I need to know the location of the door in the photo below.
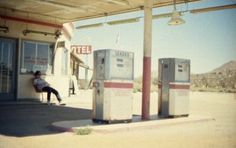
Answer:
[0,37,16,101]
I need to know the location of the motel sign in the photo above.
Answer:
[71,45,92,54]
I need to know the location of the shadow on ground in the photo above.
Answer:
[0,103,91,137]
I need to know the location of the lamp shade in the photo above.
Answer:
[168,10,185,25]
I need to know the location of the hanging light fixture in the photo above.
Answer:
[168,0,185,25]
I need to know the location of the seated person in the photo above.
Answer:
[33,71,64,105]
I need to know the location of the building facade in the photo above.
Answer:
[0,17,82,101]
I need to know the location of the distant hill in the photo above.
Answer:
[134,61,236,93]
[191,61,236,92]
[212,61,236,73]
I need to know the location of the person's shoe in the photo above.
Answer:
[59,100,66,105]
[47,101,51,106]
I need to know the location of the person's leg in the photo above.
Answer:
[46,87,61,102]
[42,87,52,103]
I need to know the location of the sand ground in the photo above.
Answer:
[0,92,236,148]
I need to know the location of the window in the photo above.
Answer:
[61,48,68,75]
[21,41,54,74]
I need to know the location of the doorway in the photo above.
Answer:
[0,37,17,101]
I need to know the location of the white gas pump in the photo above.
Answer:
[158,58,190,117]
[92,49,134,123]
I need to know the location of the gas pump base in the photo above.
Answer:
[158,114,189,118]
[92,119,132,124]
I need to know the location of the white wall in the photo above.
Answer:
[0,20,70,100]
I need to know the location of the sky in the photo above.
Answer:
[72,0,236,77]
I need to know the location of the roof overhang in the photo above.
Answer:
[0,0,199,27]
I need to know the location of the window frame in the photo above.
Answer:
[20,39,55,75]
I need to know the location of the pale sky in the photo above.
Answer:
[72,0,236,77]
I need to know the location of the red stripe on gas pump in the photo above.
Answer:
[104,82,133,89]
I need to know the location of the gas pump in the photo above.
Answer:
[92,49,134,123]
[158,58,190,117]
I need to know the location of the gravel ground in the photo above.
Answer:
[0,91,236,148]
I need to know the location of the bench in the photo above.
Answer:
[32,78,44,102]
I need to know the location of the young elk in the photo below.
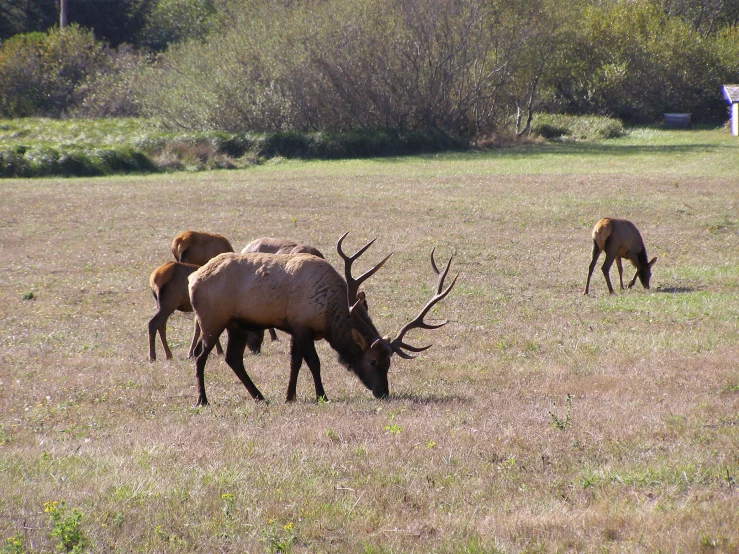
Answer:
[172,231,233,265]
[585,217,657,294]
[149,262,223,362]
[190,234,459,406]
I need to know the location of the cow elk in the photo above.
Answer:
[190,234,459,406]
[149,262,223,362]
[585,217,657,294]
[172,227,233,265]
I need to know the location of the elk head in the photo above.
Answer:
[336,232,459,398]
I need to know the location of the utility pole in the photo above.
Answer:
[59,0,67,29]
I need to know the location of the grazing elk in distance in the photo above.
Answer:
[585,217,657,294]
[149,262,223,362]
[190,234,459,406]
[172,227,233,265]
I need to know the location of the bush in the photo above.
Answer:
[0,25,145,117]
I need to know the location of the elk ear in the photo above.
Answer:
[352,329,369,350]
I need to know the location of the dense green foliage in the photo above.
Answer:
[0,118,465,177]
[0,0,739,138]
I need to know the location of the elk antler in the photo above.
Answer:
[336,231,393,306]
[390,248,459,359]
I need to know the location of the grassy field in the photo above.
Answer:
[0,130,739,554]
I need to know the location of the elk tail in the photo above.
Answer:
[593,219,611,252]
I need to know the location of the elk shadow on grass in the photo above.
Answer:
[388,393,471,406]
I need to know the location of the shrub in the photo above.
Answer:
[0,25,141,117]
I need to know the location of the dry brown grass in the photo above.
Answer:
[0,132,739,553]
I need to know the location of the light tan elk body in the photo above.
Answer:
[585,217,657,294]
[149,262,223,362]
[241,237,325,258]
[241,237,326,341]
[190,234,457,406]
[172,231,233,265]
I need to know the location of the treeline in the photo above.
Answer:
[0,0,739,138]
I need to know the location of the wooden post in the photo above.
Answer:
[59,0,67,29]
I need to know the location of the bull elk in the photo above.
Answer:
[190,233,459,406]
[241,237,325,258]
[585,217,657,294]
[241,233,368,341]
[149,262,223,362]
[172,227,233,265]
[241,237,325,341]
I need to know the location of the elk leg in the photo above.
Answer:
[585,241,600,294]
[629,258,639,288]
[301,337,328,402]
[285,337,303,402]
[226,327,264,400]
[246,330,264,354]
[149,310,172,362]
[601,251,616,294]
[187,317,223,358]
[195,336,215,407]
[616,256,624,290]
[187,317,200,358]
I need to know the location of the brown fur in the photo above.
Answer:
[149,262,223,362]
[172,227,234,265]
[585,217,657,294]
[241,237,326,341]
[190,248,414,406]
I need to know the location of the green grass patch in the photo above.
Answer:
[0,118,466,177]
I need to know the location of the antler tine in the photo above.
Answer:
[390,249,459,358]
[336,231,393,305]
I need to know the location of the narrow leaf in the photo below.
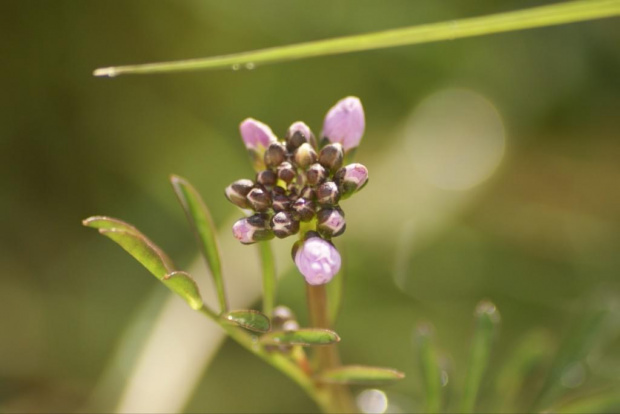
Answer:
[258,241,276,316]
[221,309,271,332]
[460,301,500,413]
[162,272,203,310]
[170,175,228,312]
[416,323,441,413]
[260,328,340,346]
[94,0,620,77]
[317,365,405,385]
[99,228,173,280]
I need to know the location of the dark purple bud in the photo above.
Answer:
[246,187,271,211]
[271,211,299,239]
[291,198,315,221]
[224,179,254,208]
[256,170,278,187]
[295,143,317,170]
[306,164,327,186]
[278,161,297,184]
[334,164,368,199]
[319,143,344,172]
[316,181,340,205]
[265,142,286,168]
[316,207,347,238]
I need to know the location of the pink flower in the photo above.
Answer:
[239,118,278,151]
[295,237,341,285]
[322,96,366,152]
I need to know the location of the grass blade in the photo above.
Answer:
[170,175,228,312]
[460,301,500,413]
[317,365,405,385]
[162,272,203,310]
[416,323,441,413]
[94,0,620,77]
[258,241,276,317]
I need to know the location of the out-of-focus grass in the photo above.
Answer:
[0,0,620,412]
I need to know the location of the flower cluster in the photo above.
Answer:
[225,97,368,284]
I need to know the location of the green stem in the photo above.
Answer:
[198,306,333,412]
[258,241,276,318]
[94,0,620,77]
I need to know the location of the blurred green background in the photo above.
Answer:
[0,0,620,412]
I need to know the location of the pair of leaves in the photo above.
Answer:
[82,216,203,309]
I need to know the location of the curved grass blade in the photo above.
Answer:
[162,272,203,310]
[260,328,340,346]
[416,323,441,413]
[170,175,228,312]
[258,241,276,316]
[460,301,500,413]
[317,365,405,385]
[220,309,271,332]
[94,0,620,77]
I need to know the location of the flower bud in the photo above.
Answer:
[316,181,340,205]
[295,237,341,285]
[246,187,271,211]
[294,142,317,170]
[286,122,316,152]
[334,163,368,199]
[278,161,297,183]
[232,213,273,244]
[291,197,315,221]
[322,96,366,152]
[306,164,327,186]
[265,142,286,168]
[319,143,344,172]
[256,170,278,187]
[271,211,299,239]
[224,179,254,208]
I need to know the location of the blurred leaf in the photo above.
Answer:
[162,272,203,310]
[416,323,441,413]
[460,301,500,413]
[94,0,620,77]
[221,309,271,332]
[495,330,553,412]
[170,175,228,312]
[260,328,340,346]
[258,241,276,316]
[317,365,405,385]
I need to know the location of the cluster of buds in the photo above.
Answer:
[230,97,368,284]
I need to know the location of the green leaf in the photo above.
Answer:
[94,0,620,77]
[221,309,271,332]
[258,241,276,316]
[260,328,340,346]
[162,272,203,310]
[460,301,500,413]
[317,365,405,385]
[416,323,441,413]
[170,175,228,312]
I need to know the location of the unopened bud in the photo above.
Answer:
[306,164,327,186]
[316,181,340,205]
[265,142,286,168]
[278,161,297,183]
[334,163,368,199]
[246,187,271,211]
[271,211,299,239]
[319,143,344,172]
[291,197,315,221]
[224,179,254,208]
[256,170,278,187]
[232,213,273,244]
[295,142,317,170]
[316,207,347,238]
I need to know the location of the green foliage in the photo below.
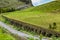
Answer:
[0,27,15,40]
[4,1,60,31]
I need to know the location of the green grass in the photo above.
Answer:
[4,1,60,32]
[0,27,15,40]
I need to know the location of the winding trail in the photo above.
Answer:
[0,21,38,39]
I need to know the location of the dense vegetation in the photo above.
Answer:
[0,0,24,13]
[0,27,15,40]
[2,1,60,31]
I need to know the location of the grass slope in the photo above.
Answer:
[0,0,23,7]
[0,27,15,40]
[5,1,60,32]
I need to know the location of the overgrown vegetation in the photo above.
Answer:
[4,1,60,32]
[0,27,15,40]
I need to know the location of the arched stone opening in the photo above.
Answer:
[42,31,46,36]
[38,30,41,34]
[47,33,52,37]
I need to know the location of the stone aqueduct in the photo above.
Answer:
[2,16,60,37]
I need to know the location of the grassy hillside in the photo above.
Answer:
[0,0,24,13]
[0,27,15,40]
[5,1,60,32]
[0,0,23,7]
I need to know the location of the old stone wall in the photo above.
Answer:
[3,16,60,37]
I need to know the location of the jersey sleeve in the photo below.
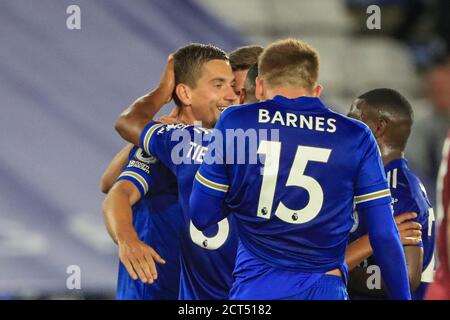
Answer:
[354,131,391,210]
[195,117,230,198]
[140,122,191,173]
[117,147,158,197]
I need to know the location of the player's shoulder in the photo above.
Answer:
[128,146,158,165]
[220,101,264,121]
[389,166,431,212]
[328,109,371,135]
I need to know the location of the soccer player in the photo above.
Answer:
[229,45,264,96]
[100,63,186,300]
[425,131,450,300]
[189,39,411,299]
[239,63,258,104]
[346,88,435,299]
[116,44,237,300]
[103,147,181,300]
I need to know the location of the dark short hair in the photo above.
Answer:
[172,43,229,106]
[244,63,258,96]
[358,88,414,124]
[358,88,414,150]
[230,45,264,71]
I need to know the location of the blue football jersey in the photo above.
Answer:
[196,96,390,295]
[350,159,435,300]
[141,122,238,300]
[116,147,182,300]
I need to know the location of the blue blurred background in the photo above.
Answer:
[0,0,450,299]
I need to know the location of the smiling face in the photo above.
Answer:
[190,59,238,128]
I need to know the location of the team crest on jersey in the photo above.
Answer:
[350,210,359,233]
[134,148,158,164]
[156,123,187,135]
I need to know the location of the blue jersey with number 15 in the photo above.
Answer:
[196,96,391,285]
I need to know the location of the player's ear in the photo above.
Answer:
[175,83,192,106]
[255,77,266,101]
[239,88,247,104]
[313,84,323,98]
[375,116,389,138]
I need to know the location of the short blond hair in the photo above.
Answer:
[259,39,320,90]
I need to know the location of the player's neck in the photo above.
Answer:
[380,146,405,166]
[265,87,313,99]
[177,107,195,125]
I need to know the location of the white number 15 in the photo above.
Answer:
[257,141,331,224]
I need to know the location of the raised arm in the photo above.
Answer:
[103,180,165,283]
[345,212,423,297]
[115,55,175,145]
[362,203,411,300]
[100,144,133,193]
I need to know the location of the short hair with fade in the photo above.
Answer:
[358,88,414,124]
[358,88,414,150]
[229,45,264,71]
[244,63,258,96]
[259,39,320,90]
[172,43,229,106]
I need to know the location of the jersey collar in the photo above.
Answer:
[268,95,328,110]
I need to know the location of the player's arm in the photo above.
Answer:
[189,117,229,231]
[355,128,411,300]
[115,55,175,145]
[100,144,133,193]
[345,212,422,271]
[446,202,450,272]
[103,180,165,283]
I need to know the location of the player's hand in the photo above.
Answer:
[119,239,166,283]
[395,212,422,246]
[157,54,175,103]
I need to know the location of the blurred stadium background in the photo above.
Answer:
[0,0,450,299]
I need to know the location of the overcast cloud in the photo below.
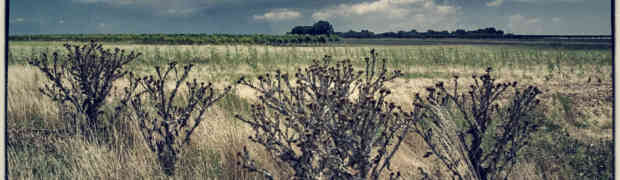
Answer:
[8,0,612,34]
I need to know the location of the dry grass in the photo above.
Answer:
[7,41,613,179]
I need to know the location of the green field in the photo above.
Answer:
[7,40,613,179]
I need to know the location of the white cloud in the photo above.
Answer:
[312,0,461,32]
[487,0,504,7]
[253,9,301,21]
[508,14,543,34]
[73,0,137,5]
[513,0,585,3]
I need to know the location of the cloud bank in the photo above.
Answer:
[253,9,302,21]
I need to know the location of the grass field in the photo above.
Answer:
[7,41,613,179]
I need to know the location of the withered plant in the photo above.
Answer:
[122,62,231,176]
[236,50,413,179]
[28,41,141,137]
[414,68,541,180]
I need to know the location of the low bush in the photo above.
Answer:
[122,62,231,176]
[236,50,412,179]
[29,41,141,138]
[414,68,542,179]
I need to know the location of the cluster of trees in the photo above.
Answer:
[9,33,340,45]
[287,21,514,38]
[335,27,513,38]
[288,21,334,35]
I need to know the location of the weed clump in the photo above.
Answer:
[414,68,542,179]
[236,50,412,179]
[28,41,141,138]
[121,62,231,176]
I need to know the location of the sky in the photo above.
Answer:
[8,0,612,35]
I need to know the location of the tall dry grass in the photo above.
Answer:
[7,41,613,179]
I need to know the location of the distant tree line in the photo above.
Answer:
[334,27,514,38]
[287,21,612,39]
[287,21,514,38]
[9,34,340,45]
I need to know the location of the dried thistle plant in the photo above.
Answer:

++++++

> DIRECTIVE: Set down again, unchanged, the lines of the material above that run from the one containing "I need to know the location of the low" through the one containing "[288,21,334,35]", both included.

> TASK OUTPUT:
I need to know the location of the low bush in the photo above.
Answer:
[122,62,231,176]
[236,50,412,179]
[29,41,141,138]
[414,68,542,179]
I need to know the location of the cluster of trees in the photo above.
Answer:
[9,33,340,45]
[287,21,514,38]
[335,27,513,38]
[288,21,334,35]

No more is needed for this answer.